• **Activities**:
**a)** In the article on the HMS-led surgery and anesthesia initiative, what did doctors perform when they could not get the needed blood for Birra in time?
**b)** Continue the article on the HMS-led surgery and anesthesia initiative, starting right after its last sentence.

• **Page extract**:
☆ ☆ ☆ ☆
HMS-Led Initiative Aims to Provide Surgery, Anesthesia to 5 Billion

Harvard Medical School

Sarah Birra carried her second child to term and went into labor in 2015. At the time, Birra was a midwife and a member of an international research team working on a study to reduce childbirth risks. As labor progressed, Birra went to her local hospital in rural Mbarara, Uganda, where the consulting obstetrician was a colleague who was also involved in the study.

  • By JAKE MILLER

A few minutes after Birra delivered a healthy baby boy, she began to bleed heavily - a massive post-partum hemorrhage. A blood transfusion was in order, but the hospital had no matching blood on hand and Birra's care team soon discovered there was none available anywhere in town.

With no way to secure the needed blood in time, doctors performed an emergency hysterectomy. After losing several liters of blood, Birra went into cardiac arrest.

"Despite resuscitative efforts, Sarah passed away," said Adeline Boatin,HMS assistant professor of obstetrics, gynecology and reproductive biology at Massachusetts General Hospital. At the time, fresh out of residency, Boatin was also a member of Birra's research team.

"Sarah's story is one of many," Boatin said, speaking at the 2024 ​Hollis L. Albright, MD '31 Symposium, an annual event that highlights new scientific initiatives at HMS. Boatin and Bethany Hedt-Gauthier, HMS associate professor of global health and social medicine, shared their work using digital innovations to improve surgical care in low-resources settings like Mbarara.
☆ ☆ ☆ ☆
• **Records**:
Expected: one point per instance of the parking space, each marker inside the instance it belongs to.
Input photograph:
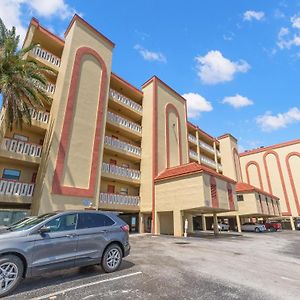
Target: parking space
(248, 266)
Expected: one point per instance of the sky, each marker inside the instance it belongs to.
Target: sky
(236, 62)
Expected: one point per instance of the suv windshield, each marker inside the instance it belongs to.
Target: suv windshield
(29, 223)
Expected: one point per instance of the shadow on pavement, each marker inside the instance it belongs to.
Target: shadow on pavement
(65, 276)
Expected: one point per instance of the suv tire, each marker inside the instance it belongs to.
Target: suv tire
(112, 258)
(11, 273)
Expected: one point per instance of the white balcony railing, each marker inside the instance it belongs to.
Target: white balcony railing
(123, 146)
(49, 88)
(207, 161)
(192, 139)
(121, 171)
(45, 55)
(128, 102)
(119, 199)
(21, 147)
(16, 188)
(40, 116)
(123, 122)
(207, 147)
(193, 154)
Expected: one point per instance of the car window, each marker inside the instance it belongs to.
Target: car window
(30, 222)
(62, 223)
(92, 220)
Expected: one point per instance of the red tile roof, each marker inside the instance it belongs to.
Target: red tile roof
(242, 187)
(190, 168)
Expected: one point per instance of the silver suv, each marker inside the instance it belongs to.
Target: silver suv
(61, 240)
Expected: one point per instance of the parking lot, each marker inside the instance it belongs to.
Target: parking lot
(248, 266)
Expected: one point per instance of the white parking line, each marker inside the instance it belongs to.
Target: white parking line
(85, 285)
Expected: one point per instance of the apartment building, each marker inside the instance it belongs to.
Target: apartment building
(276, 169)
(105, 144)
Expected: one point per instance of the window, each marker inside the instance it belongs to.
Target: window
(20, 137)
(11, 174)
(63, 223)
(93, 220)
(240, 197)
(113, 162)
(111, 189)
(124, 191)
(33, 179)
(213, 192)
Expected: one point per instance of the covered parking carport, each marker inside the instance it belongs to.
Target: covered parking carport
(253, 204)
(188, 190)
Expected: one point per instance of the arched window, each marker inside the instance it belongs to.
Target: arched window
(214, 192)
(230, 197)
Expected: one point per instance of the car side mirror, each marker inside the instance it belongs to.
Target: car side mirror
(44, 230)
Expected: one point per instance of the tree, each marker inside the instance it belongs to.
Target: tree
(22, 82)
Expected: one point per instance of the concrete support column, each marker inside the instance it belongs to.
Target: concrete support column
(292, 223)
(141, 223)
(156, 224)
(178, 224)
(216, 229)
(203, 223)
(238, 223)
(189, 217)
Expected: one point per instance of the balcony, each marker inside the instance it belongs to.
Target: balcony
(49, 88)
(206, 147)
(121, 173)
(208, 162)
(17, 149)
(192, 139)
(39, 118)
(15, 191)
(128, 126)
(117, 199)
(193, 155)
(46, 57)
(122, 147)
(126, 102)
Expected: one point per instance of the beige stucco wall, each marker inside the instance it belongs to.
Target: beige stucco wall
(191, 193)
(84, 123)
(230, 160)
(165, 97)
(147, 151)
(274, 174)
(26, 170)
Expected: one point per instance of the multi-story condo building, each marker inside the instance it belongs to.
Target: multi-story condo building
(105, 144)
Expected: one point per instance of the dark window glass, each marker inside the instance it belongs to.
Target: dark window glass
(240, 197)
(11, 174)
(92, 220)
(62, 223)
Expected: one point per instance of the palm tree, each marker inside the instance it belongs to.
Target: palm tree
(22, 81)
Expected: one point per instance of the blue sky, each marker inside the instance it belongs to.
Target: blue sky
(237, 62)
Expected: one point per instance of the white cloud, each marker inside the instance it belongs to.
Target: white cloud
(10, 12)
(269, 122)
(296, 21)
(237, 101)
(285, 41)
(196, 104)
(215, 68)
(150, 55)
(250, 15)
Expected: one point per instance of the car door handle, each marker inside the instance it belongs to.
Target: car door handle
(71, 236)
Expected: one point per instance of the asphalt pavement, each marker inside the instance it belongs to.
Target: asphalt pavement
(249, 266)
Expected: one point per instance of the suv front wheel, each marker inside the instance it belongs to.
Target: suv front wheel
(112, 258)
(11, 272)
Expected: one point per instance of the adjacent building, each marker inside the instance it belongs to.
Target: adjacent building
(105, 144)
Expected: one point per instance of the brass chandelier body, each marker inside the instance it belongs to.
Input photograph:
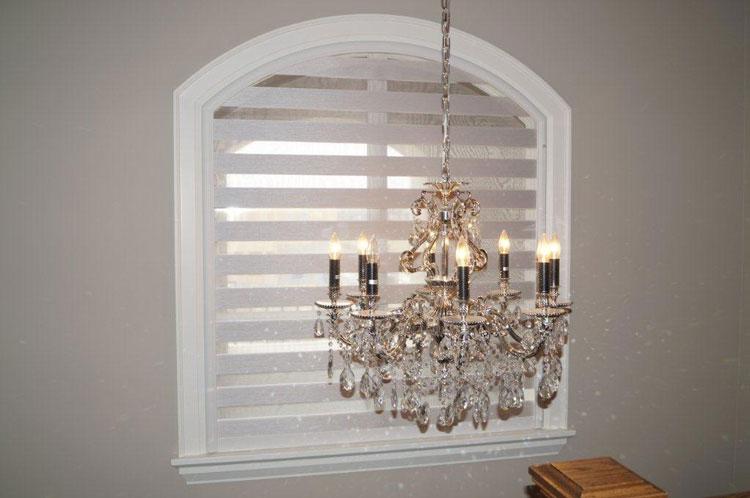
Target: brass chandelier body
(442, 353)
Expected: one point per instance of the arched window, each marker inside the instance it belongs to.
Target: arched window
(334, 125)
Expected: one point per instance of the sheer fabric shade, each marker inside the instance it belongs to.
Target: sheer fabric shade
(342, 144)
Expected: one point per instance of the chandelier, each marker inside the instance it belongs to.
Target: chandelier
(441, 345)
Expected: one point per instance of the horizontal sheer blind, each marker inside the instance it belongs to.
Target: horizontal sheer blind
(342, 144)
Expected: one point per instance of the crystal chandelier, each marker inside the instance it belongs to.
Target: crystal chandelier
(441, 345)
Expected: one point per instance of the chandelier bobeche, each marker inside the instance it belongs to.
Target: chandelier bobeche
(440, 343)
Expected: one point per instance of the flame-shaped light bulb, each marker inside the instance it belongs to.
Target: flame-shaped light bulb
(542, 249)
(554, 247)
(362, 244)
(373, 256)
(334, 247)
(463, 256)
(503, 243)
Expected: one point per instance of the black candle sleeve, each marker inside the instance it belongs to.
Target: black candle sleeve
(504, 265)
(463, 283)
(334, 273)
(362, 271)
(372, 279)
(542, 278)
(554, 270)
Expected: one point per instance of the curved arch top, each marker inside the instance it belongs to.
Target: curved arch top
(196, 99)
(371, 32)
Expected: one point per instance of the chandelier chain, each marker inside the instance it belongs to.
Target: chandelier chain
(445, 80)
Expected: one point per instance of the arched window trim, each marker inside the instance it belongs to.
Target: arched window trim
(194, 104)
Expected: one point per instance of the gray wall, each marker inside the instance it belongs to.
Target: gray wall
(87, 343)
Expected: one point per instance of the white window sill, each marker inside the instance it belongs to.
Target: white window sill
(422, 452)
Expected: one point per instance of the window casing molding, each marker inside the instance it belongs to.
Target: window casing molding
(194, 104)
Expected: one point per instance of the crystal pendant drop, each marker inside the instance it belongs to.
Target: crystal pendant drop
(484, 409)
(423, 414)
(529, 368)
(365, 385)
(446, 418)
(475, 415)
(347, 379)
(319, 329)
(379, 400)
(462, 399)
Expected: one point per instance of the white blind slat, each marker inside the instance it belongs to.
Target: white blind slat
(351, 198)
(373, 68)
(297, 131)
(369, 165)
(353, 100)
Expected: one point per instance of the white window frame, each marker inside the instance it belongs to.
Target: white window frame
(194, 104)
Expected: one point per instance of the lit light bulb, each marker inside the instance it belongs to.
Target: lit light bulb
(362, 244)
(334, 247)
(554, 247)
(503, 243)
(372, 251)
(462, 253)
(542, 249)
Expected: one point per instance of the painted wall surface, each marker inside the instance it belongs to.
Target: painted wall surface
(87, 340)
(742, 456)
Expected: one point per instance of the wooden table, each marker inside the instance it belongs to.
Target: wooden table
(592, 478)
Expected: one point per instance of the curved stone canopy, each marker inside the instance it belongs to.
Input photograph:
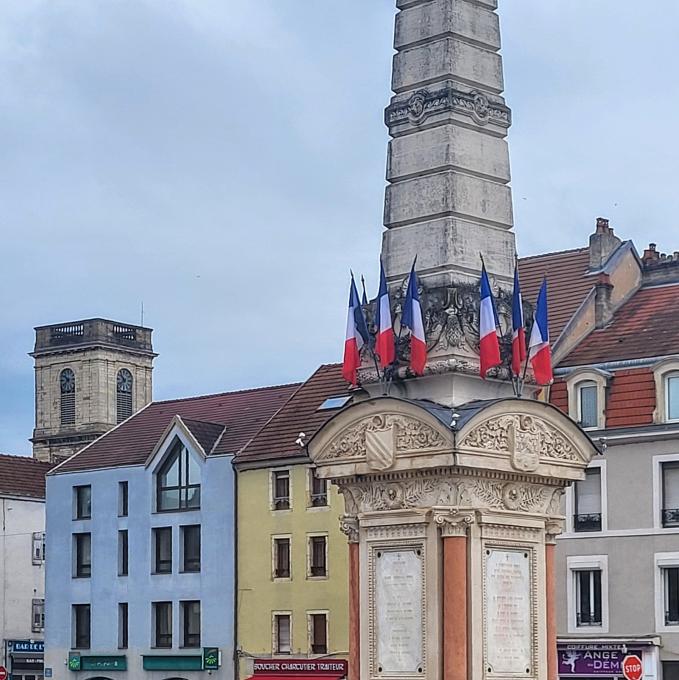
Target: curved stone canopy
(387, 434)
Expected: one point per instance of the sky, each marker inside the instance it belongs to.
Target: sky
(222, 162)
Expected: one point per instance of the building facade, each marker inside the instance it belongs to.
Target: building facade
(292, 556)
(618, 376)
(22, 566)
(89, 376)
(141, 533)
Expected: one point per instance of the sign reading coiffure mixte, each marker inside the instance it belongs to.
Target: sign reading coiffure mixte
(327, 668)
(590, 662)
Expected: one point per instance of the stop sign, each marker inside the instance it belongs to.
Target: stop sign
(632, 668)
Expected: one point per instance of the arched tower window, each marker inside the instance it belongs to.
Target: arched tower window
(124, 386)
(67, 387)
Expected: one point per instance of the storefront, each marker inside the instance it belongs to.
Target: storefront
(602, 659)
(25, 659)
(308, 669)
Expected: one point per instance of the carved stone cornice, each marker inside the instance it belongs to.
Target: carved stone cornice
(477, 105)
(350, 528)
(454, 522)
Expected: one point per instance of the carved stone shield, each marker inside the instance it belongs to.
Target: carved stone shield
(380, 447)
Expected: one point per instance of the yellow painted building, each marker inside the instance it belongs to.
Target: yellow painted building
(292, 560)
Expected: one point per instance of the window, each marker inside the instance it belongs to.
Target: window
(82, 502)
(281, 548)
(191, 548)
(83, 555)
(123, 558)
(67, 388)
(672, 396)
(38, 547)
(318, 633)
(178, 481)
(191, 624)
(124, 385)
(282, 633)
(281, 490)
(81, 626)
(123, 493)
(317, 556)
(671, 593)
(588, 594)
(162, 618)
(588, 404)
(319, 489)
(162, 540)
(670, 493)
(587, 515)
(37, 615)
(122, 625)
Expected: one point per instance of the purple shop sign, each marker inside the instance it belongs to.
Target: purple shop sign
(593, 661)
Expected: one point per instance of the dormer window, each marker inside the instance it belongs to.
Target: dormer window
(178, 481)
(588, 405)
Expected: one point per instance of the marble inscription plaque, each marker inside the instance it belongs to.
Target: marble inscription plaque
(507, 619)
(398, 611)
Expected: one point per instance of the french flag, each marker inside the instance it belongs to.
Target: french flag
(489, 344)
(356, 336)
(385, 347)
(518, 330)
(539, 352)
(412, 319)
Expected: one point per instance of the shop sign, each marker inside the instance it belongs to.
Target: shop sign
(26, 646)
(589, 660)
(330, 668)
(211, 658)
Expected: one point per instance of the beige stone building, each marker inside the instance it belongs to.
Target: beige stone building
(89, 376)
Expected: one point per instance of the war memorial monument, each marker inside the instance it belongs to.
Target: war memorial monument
(452, 484)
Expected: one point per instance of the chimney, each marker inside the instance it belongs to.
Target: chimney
(602, 244)
(603, 307)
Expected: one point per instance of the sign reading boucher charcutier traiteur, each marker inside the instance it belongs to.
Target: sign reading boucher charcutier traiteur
(398, 605)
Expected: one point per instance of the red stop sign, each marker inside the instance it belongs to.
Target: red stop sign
(632, 668)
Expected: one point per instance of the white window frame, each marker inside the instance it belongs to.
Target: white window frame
(581, 378)
(274, 538)
(658, 490)
(317, 534)
(586, 563)
(570, 502)
(272, 488)
(309, 618)
(274, 633)
(661, 372)
(662, 561)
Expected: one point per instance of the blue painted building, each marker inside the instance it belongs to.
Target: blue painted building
(140, 536)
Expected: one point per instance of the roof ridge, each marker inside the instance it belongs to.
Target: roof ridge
(553, 252)
(226, 394)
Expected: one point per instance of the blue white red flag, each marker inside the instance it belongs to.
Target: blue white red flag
(518, 330)
(540, 353)
(489, 345)
(356, 336)
(412, 319)
(385, 347)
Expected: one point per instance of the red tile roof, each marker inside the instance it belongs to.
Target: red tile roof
(239, 414)
(300, 414)
(568, 281)
(22, 476)
(644, 327)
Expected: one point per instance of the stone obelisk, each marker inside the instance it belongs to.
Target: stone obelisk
(448, 200)
(448, 197)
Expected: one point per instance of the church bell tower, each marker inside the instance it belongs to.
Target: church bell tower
(89, 376)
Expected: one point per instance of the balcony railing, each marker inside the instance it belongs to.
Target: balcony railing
(588, 522)
(670, 517)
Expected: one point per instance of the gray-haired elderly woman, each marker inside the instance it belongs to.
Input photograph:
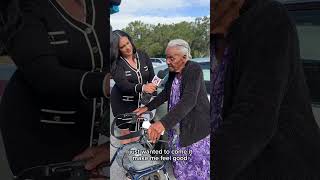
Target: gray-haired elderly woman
(187, 122)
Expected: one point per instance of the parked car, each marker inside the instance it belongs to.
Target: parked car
(306, 15)
(158, 61)
(7, 68)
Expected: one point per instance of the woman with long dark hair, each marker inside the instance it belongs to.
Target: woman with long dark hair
(51, 108)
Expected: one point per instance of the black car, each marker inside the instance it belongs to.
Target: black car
(306, 15)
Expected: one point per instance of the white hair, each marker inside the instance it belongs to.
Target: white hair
(182, 45)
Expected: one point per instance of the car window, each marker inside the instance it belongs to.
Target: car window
(308, 28)
(205, 70)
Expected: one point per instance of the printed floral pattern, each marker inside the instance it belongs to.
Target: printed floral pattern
(197, 165)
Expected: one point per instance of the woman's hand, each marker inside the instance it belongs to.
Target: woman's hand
(141, 110)
(149, 88)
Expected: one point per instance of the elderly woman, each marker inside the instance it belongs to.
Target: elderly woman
(132, 72)
(187, 122)
(263, 126)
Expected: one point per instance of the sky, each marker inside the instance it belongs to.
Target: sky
(159, 11)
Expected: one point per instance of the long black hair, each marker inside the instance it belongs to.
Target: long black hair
(114, 50)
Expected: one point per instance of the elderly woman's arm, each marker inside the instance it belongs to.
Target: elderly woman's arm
(193, 79)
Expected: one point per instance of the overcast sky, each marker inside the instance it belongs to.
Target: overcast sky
(159, 11)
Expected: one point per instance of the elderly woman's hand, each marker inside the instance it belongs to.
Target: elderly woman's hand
(149, 88)
(155, 131)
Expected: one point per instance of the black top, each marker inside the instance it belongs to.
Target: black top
(53, 99)
(193, 109)
(268, 129)
(127, 91)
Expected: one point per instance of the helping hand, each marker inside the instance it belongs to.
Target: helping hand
(155, 131)
(149, 88)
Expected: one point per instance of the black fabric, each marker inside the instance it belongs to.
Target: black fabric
(127, 84)
(268, 129)
(193, 109)
(52, 57)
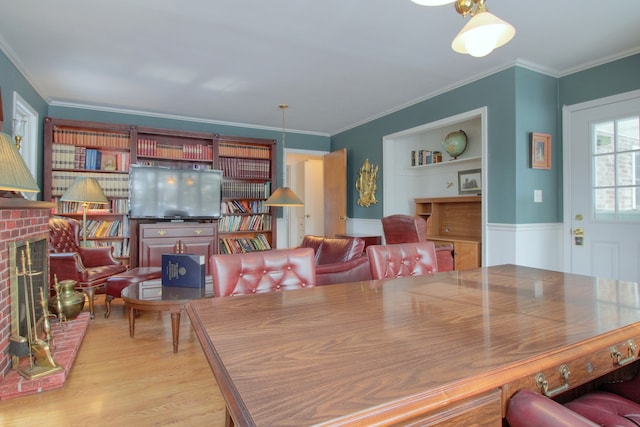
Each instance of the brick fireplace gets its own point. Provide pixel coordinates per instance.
☆ ☆ ☆ ☆
• **Replies**:
**a)** An emergency hysterectomy.

**b)**
Indeed, more than five billion people in the world live without access to safe, effective, affordable surgical care, according to the 2015 Lancet Commission on Global Surgery.

Since the early 2000s, the growing academic field of global surgery has been building the foundation for a new approach to surgery focused on health equity. This approach enables research linking the needs of underserved communities to scalable solutions, integrates surgery into health systems, and educates a new generation of clinicians, researchers, and advocates for universal access to surgical care.

The Harvard Medical School Program in Global Surgery and Social Change (PGSSC) has been one of the nerve centers of this transformation.

"While we mourn the senseless loss of our colleague and countless others like her," said Boatin, who is now co-director of research for the PGSSC, "there is another story to be told-a story of hope."